*** Dataset records ***

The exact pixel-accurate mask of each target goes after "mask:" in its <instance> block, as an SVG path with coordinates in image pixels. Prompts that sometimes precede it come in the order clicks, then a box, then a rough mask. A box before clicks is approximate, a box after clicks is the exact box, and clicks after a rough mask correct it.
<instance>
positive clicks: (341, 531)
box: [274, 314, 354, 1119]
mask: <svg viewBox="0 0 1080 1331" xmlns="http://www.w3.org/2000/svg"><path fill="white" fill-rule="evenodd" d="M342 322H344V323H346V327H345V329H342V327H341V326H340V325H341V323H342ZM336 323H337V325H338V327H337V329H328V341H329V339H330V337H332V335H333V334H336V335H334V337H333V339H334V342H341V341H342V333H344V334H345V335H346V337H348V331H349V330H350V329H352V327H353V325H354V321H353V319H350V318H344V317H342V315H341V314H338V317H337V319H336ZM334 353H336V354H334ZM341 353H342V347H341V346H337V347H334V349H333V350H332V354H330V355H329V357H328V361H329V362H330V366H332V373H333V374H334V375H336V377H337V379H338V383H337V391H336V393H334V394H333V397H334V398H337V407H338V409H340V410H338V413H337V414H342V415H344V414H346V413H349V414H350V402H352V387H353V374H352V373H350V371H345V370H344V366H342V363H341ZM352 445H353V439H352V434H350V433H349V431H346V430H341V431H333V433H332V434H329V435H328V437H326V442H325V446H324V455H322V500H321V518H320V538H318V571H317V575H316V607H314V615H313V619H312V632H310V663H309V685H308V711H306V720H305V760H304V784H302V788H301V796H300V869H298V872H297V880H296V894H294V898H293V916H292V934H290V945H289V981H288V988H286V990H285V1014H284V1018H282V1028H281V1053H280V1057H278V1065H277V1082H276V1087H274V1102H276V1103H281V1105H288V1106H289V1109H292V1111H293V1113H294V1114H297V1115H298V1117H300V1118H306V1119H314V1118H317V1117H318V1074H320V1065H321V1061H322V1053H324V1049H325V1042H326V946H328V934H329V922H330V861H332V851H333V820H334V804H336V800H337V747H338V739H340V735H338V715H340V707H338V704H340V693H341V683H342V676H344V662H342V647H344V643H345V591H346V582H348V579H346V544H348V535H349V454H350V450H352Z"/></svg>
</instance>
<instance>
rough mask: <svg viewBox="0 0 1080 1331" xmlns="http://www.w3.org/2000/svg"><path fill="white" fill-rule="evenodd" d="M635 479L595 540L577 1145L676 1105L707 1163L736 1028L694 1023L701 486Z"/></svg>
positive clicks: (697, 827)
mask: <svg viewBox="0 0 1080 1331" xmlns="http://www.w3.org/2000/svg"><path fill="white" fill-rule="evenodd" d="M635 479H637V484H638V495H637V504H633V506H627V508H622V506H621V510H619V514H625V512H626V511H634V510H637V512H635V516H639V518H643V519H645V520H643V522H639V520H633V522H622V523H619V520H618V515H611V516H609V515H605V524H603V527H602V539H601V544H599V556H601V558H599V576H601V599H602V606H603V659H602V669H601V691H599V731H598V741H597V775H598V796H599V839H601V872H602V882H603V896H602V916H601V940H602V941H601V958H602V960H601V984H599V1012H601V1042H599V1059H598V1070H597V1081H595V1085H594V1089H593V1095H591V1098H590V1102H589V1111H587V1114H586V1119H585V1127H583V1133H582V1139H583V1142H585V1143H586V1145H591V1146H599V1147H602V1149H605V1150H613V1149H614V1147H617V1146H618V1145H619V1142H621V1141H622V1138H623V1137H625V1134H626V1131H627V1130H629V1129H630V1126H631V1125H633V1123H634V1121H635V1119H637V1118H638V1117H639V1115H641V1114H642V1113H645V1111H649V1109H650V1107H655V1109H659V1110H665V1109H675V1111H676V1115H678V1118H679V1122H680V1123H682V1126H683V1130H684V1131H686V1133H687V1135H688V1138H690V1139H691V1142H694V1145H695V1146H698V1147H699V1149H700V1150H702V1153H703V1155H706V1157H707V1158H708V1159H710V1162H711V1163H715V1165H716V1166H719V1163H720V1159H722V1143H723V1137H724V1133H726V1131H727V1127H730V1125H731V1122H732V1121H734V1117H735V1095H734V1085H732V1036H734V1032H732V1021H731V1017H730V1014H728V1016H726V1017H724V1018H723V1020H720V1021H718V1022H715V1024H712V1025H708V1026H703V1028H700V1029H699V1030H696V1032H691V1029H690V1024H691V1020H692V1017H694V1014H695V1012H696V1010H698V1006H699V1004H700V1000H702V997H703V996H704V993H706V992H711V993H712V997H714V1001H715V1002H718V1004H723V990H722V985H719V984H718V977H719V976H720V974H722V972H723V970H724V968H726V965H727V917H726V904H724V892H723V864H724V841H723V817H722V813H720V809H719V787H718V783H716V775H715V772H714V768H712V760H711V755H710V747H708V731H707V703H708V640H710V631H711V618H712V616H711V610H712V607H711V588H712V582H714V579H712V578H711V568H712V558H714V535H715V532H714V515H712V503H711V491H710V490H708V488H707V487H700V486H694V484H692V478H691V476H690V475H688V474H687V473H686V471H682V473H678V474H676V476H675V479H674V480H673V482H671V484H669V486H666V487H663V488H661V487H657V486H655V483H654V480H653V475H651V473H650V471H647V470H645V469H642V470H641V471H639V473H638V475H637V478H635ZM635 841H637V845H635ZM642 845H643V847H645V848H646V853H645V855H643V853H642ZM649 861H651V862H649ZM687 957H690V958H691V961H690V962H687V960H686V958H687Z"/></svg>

***

» What you should do
Return all of the rows above verbatim, character for character, with no line added, dropped, or altered.

» Answer section
The exact pixel-accurate mask of each target goes after "mask:" in its <instance> block, as an SVG path with coordinates in image pixels. Prompts that sometimes precede it come in the order clicks, then a box, then a rough mask. A box before clicks is approximate, a box after clicks is the exact box, and clicks after a rough mask correct it.
<instance>
positive clicks: (341, 531)
box: [274, 314, 354, 1119]
mask: <svg viewBox="0 0 1080 1331" xmlns="http://www.w3.org/2000/svg"><path fill="white" fill-rule="evenodd" d="M342 322H344V323H346V327H345V329H342V327H341V326H340V325H341V323H342ZM336 323H337V325H338V327H337V329H328V341H329V339H330V337H332V335H333V334H336V335H334V337H333V339H334V342H341V341H342V333H344V334H345V335H346V337H348V331H349V330H350V329H352V327H353V325H354V321H353V319H350V318H344V317H342V315H341V314H338V317H337V319H336ZM334 353H336V354H334ZM341 353H342V347H341V346H337V347H334V349H333V350H332V354H330V355H329V357H328V361H329V362H330V366H332V373H333V374H334V375H336V377H337V379H338V383H337V391H336V393H334V394H333V397H334V398H337V407H338V409H340V410H338V413H337V414H342V415H344V414H346V413H349V414H350V402H352V387H353V374H352V373H350V371H345V370H344V366H342V363H341ZM352 445H353V439H352V434H350V433H349V431H346V430H341V431H333V433H332V434H329V435H328V437H326V442H325V446H324V455H322V500H321V518H320V538H318V571H317V575H316V607H314V615H313V619H312V632H310V663H309V685H308V711H306V720H305V760H304V784H302V788H301V796H300V869H298V872H297V880H296V894H294V898H293V916H292V934H290V945H289V981H288V988H286V990H285V1014H284V1018H282V1028H281V1053H280V1057H278V1065H277V1082H276V1087H274V1102H276V1103H281V1105H288V1106H289V1109H292V1111H293V1113H294V1114H297V1115H298V1117H300V1118H306V1119H314V1118H317V1117H318V1074H320V1065H321V1061H322V1053H324V1049H325V1042H326V946H328V934H329V922H330V861H332V851H333V820H334V804H336V800H337V747H338V739H340V735H338V715H340V707H338V704H340V693H341V683H342V676H344V662H342V647H344V643H345V591H346V582H348V579H346V544H348V535H349V454H350V450H352Z"/></svg>
</instance>
<instance>
rough mask: <svg viewBox="0 0 1080 1331" xmlns="http://www.w3.org/2000/svg"><path fill="white" fill-rule="evenodd" d="M635 479L595 540L577 1145L676 1105L707 1163L736 1028L694 1023L701 486Z"/></svg>
positive clicks: (697, 827)
mask: <svg viewBox="0 0 1080 1331" xmlns="http://www.w3.org/2000/svg"><path fill="white" fill-rule="evenodd" d="M635 479H637V484H638V495H637V504H633V506H627V508H622V506H621V510H619V514H625V512H626V511H634V510H637V512H635V516H639V518H643V519H645V520H643V522H639V520H633V522H622V523H619V520H618V515H611V516H609V515H605V524H603V527H602V539H601V544H599V556H601V558H599V576H601V599H602V606H603V659H602V669H601V691H599V731H598V741H597V775H598V796H599V839H601V872H602V882H603V896H602V916H601V940H602V941H601V958H602V960H601V984H599V1012H601V1042H599V1059H598V1070H597V1081H595V1085H594V1089H593V1095H591V1098H590V1102H589V1111H587V1114H586V1119H585V1127H583V1133H582V1139H583V1142H585V1143H586V1145H591V1146H599V1147H602V1149H605V1150H613V1149H614V1147H617V1146H618V1145H619V1142H621V1141H622V1138H623V1137H625V1134H626V1131H627V1130H629V1129H630V1126H631V1125H633V1123H634V1121H635V1119H637V1118H638V1117H639V1115H641V1114H642V1113H645V1111H649V1109H650V1107H655V1109H659V1110H665V1109H675V1111H676V1115H678V1118H679V1122H680V1123H682V1126H683V1130H684V1131H686V1133H687V1135H688V1138H690V1139H691V1142H694V1145H695V1146H698V1147H699V1149H700V1150H702V1153H703V1155H706V1157H707V1158H708V1159H710V1162H711V1163H715V1165H716V1166H719V1163H720V1159H722V1143H723V1137H724V1133H726V1131H727V1127H730V1125H731V1122H732V1121H734V1117H735V1095H734V1085H732V1036H734V1032H732V1021H731V1017H730V1014H728V1016H726V1017H724V1018H723V1020H720V1021H718V1022H715V1024H712V1025H708V1026H703V1028H700V1029H699V1030H696V1032H691V1029H690V1024H691V1020H692V1017H694V1014H695V1012H696V1010H698V1006H699V1004H700V1000H702V997H703V996H704V993H706V992H711V993H712V997H714V1001H715V1002H718V1004H723V990H722V985H719V984H718V977H719V976H720V974H722V972H723V970H724V968H726V965H727V917H726V904H724V892H723V864H724V841H723V817H722V813H720V809H719V787H718V783H716V775H715V772H714V768H712V760H711V755H710V747H708V731H707V703H708V640H710V631H711V618H712V616H711V610H712V607H711V588H712V582H714V579H712V578H711V568H712V558H714V535H715V532H714V515H712V503H711V491H710V490H708V488H707V487H700V486H694V484H692V478H691V476H690V475H688V474H687V473H686V471H682V473H678V474H676V476H675V479H674V480H673V482H671V484H669V486H666V487H663V488H661V487H657V486H655V483H654V480H653V475H651V473H650V471H647V470H645V469H642V470H641V471H639V473H638V475H637V478H635ZM635 841H637V845H635ZM642 845H643V847H645V848H646V853H645V855H643V853H642ZM649 861H651V862H649ZM687 957H690V958H691V961H690V962H687V960H686V958H687Z"/></svg>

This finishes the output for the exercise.